Please recast the part of the records that opens with the line containing "query: goal crossbar" and closes with the line containing "(124, 91), (128, 98)" as a Markdown table with the columns Row and Line, one row per line and no blank lines.

Coordinate annotation entries
((
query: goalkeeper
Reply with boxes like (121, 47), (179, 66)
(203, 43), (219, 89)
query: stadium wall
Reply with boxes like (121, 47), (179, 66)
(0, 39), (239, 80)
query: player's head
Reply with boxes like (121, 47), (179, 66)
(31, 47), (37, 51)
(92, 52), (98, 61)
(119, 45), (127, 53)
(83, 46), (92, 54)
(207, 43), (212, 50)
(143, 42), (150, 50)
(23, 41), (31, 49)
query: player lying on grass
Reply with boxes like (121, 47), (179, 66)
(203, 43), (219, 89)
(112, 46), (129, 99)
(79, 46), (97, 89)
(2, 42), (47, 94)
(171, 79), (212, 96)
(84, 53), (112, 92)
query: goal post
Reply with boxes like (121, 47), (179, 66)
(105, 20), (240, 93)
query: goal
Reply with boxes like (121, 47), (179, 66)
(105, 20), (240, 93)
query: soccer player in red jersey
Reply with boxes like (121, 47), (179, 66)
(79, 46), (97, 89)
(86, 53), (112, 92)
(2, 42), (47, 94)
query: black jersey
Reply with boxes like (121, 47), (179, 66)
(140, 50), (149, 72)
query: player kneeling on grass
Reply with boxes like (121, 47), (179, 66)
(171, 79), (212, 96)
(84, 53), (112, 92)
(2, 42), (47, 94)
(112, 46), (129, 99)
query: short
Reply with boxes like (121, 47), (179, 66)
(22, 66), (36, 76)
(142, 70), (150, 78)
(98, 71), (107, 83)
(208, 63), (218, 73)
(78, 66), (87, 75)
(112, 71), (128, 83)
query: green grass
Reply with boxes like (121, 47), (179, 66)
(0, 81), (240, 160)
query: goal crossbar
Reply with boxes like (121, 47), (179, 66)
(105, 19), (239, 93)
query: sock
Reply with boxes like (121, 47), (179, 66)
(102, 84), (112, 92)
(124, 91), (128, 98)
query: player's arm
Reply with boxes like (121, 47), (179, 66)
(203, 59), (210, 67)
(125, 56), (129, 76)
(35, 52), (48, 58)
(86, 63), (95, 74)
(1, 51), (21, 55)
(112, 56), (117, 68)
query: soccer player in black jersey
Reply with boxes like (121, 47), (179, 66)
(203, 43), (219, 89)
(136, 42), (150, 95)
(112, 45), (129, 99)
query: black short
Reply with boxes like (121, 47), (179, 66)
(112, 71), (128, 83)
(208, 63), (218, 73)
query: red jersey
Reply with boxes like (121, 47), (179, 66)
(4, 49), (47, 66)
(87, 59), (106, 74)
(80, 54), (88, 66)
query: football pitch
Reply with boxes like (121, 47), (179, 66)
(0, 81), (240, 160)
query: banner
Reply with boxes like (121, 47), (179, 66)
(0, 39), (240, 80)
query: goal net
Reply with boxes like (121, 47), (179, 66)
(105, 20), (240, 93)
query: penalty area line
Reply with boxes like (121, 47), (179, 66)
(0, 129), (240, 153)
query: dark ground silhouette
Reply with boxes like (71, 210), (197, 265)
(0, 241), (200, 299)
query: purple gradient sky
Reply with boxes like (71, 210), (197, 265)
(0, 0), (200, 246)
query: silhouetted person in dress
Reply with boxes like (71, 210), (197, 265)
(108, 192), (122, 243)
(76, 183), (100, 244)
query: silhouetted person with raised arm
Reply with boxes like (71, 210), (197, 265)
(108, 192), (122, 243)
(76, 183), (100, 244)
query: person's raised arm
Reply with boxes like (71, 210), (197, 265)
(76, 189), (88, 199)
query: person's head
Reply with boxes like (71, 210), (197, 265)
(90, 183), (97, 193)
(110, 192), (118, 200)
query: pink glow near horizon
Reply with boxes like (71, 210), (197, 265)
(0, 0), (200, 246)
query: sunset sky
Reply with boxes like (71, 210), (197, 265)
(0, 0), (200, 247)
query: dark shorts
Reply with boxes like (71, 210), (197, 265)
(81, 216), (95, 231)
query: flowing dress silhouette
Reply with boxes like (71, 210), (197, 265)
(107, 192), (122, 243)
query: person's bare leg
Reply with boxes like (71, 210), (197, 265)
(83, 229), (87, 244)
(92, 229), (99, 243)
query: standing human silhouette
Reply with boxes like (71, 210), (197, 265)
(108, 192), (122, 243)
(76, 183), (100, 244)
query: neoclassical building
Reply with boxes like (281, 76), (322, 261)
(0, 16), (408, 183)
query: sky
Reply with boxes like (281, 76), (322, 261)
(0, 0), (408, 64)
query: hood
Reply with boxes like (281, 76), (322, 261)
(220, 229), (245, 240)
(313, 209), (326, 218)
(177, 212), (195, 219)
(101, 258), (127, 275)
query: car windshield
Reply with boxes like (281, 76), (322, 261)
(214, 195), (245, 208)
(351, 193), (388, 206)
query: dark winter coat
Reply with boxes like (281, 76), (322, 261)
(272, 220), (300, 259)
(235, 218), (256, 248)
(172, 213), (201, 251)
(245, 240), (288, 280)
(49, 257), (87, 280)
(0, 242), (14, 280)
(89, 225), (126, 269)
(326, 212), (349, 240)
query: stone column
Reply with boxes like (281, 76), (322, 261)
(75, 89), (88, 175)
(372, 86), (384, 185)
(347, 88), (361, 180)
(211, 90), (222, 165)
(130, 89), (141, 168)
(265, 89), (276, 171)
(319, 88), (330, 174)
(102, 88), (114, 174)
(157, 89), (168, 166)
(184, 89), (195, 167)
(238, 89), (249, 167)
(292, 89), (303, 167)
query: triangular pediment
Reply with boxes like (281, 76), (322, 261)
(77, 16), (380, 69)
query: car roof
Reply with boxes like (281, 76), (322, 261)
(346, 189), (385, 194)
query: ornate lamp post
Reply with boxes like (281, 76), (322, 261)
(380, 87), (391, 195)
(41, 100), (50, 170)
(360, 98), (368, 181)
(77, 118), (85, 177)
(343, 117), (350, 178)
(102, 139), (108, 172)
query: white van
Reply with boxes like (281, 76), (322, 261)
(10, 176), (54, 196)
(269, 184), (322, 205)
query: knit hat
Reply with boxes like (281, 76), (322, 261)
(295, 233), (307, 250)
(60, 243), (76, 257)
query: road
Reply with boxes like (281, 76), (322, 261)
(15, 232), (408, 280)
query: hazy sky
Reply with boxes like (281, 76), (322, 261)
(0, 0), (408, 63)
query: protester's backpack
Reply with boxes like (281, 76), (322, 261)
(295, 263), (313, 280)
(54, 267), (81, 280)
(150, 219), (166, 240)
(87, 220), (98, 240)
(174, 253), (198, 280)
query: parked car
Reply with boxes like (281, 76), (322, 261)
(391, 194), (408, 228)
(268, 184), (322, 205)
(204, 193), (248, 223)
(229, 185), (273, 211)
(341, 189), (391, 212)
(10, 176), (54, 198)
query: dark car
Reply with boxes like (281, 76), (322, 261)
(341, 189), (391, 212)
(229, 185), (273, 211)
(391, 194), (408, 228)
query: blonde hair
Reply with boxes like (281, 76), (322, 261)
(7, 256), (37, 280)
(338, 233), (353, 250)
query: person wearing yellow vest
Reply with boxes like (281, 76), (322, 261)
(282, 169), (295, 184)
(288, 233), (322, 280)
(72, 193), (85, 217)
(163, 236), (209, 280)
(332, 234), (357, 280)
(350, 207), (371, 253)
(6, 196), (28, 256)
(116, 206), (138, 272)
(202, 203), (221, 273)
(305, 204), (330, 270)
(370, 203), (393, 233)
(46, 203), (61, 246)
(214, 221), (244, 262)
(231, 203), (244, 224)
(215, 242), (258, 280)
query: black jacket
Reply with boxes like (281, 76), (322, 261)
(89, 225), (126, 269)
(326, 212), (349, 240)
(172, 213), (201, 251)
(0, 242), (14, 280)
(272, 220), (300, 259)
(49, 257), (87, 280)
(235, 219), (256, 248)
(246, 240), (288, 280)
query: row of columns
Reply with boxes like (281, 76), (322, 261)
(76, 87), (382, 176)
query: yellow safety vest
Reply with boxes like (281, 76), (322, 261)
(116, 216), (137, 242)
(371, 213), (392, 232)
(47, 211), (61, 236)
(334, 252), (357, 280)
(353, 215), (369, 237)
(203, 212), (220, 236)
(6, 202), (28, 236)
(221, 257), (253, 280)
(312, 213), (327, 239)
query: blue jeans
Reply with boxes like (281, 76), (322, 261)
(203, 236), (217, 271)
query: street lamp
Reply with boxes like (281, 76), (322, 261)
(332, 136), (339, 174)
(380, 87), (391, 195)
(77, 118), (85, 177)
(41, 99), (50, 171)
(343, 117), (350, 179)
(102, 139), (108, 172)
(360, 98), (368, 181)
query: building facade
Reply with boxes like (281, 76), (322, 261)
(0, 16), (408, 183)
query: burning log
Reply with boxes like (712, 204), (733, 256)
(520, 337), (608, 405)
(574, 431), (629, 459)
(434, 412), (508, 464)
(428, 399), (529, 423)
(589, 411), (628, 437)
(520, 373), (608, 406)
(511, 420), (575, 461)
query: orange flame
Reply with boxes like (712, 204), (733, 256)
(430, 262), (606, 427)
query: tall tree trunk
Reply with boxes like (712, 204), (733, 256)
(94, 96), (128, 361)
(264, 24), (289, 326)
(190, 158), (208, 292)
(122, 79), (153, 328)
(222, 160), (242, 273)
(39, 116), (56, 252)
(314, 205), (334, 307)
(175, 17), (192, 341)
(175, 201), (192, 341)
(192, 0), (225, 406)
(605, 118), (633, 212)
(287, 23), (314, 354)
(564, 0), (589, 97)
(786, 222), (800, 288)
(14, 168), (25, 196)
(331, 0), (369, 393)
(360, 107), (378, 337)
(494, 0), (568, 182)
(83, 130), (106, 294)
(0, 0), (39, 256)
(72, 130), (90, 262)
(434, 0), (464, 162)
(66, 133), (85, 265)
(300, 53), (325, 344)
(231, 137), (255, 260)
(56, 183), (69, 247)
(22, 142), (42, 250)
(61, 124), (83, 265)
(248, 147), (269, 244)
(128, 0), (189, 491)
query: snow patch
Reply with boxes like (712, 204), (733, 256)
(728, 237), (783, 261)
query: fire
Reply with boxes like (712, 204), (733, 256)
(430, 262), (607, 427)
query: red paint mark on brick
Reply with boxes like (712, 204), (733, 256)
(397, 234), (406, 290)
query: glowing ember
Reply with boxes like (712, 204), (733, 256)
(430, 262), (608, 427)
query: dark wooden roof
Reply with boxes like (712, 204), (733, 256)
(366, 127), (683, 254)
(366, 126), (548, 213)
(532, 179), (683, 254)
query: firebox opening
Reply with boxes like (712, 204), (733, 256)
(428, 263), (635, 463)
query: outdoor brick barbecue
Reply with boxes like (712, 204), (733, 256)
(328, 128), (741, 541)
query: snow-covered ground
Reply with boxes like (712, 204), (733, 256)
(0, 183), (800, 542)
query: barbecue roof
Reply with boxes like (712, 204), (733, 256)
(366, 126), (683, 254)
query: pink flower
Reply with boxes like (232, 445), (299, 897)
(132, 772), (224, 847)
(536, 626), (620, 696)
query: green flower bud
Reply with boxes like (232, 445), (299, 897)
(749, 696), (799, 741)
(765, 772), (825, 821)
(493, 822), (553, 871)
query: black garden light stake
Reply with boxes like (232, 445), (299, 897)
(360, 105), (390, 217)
))
_Final answer_
| Row | Line |
|---|---|
| 1 | query: goal crossbar |
| 2 | Reply with boxes like (121, 47), (179, 66) |
| 3 | (105, 19), (239, 93) |
| 4 | query: sock |
| 5 | Reply with boxes like (121, 47), (179, 66) |
| 6 | (102, 84), (112, 92) |
| 7 | (124, 91), (128, 98) |